Aim: Quote the lines below exactly, from the one that holds "Indicate the blue" through the final line of the records, and only those.

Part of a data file

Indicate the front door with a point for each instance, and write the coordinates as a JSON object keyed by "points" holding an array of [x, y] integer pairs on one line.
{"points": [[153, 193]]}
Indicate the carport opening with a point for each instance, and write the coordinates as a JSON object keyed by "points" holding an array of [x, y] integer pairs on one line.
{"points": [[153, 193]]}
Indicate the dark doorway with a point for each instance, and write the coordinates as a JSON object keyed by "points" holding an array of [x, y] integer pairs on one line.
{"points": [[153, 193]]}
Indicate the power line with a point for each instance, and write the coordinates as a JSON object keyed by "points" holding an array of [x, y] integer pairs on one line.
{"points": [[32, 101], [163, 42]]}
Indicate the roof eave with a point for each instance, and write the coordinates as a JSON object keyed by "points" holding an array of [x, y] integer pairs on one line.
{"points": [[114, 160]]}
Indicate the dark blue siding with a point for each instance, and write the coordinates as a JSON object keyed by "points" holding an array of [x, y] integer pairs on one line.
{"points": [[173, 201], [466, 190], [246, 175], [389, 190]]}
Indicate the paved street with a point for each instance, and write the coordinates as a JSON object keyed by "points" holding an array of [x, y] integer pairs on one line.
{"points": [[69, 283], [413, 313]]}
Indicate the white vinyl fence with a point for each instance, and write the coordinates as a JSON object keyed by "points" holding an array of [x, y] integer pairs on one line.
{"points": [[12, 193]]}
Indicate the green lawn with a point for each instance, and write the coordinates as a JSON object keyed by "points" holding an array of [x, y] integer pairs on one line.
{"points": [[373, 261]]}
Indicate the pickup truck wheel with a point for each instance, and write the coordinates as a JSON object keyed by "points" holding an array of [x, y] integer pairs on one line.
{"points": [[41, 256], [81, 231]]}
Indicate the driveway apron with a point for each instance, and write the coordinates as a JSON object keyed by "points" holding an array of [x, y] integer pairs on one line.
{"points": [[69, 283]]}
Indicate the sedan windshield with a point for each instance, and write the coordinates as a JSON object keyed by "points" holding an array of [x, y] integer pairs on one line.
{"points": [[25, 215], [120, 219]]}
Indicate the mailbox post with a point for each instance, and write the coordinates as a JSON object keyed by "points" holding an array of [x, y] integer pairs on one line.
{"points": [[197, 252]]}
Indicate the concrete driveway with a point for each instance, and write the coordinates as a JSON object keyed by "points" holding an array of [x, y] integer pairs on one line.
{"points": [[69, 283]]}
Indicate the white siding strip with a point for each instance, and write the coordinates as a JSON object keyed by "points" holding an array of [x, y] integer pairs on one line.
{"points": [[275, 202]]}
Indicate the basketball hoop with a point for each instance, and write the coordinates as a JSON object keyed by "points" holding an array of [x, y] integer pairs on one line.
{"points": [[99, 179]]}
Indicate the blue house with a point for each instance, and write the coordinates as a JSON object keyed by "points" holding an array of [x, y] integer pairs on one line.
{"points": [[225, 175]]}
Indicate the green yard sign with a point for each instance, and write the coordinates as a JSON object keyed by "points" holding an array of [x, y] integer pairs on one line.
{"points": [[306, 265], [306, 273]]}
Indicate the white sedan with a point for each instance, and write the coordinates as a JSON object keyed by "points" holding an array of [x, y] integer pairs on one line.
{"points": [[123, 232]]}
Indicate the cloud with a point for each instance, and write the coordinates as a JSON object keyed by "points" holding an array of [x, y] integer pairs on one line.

Response below:
Indicate the blue house with a point for each instance, and write the coordinates as a JSON object keyed by "points" holding an array of [x, y] integer pairs on one line.
{"points": [[225, 175]]}
Indicate the green yard sign with a point for each instance, and write the coordinates as a JSON object keyed by "points" holding an array of [x, y] integer pairs on one line.
{"points": [[306, 265], [306, 273]]}
Indicate the white sedan with a point for each instance, and write the coordinates as a JSON object keyed by "points" holding an array of [x, y] integer pairs on one line.
{"points": [[123, 232]]}
Indicate the cloud with a point for each instance, and write the coordinates as a JSON object keyed by "points" holding an array of [x, y] integer pairs on one line.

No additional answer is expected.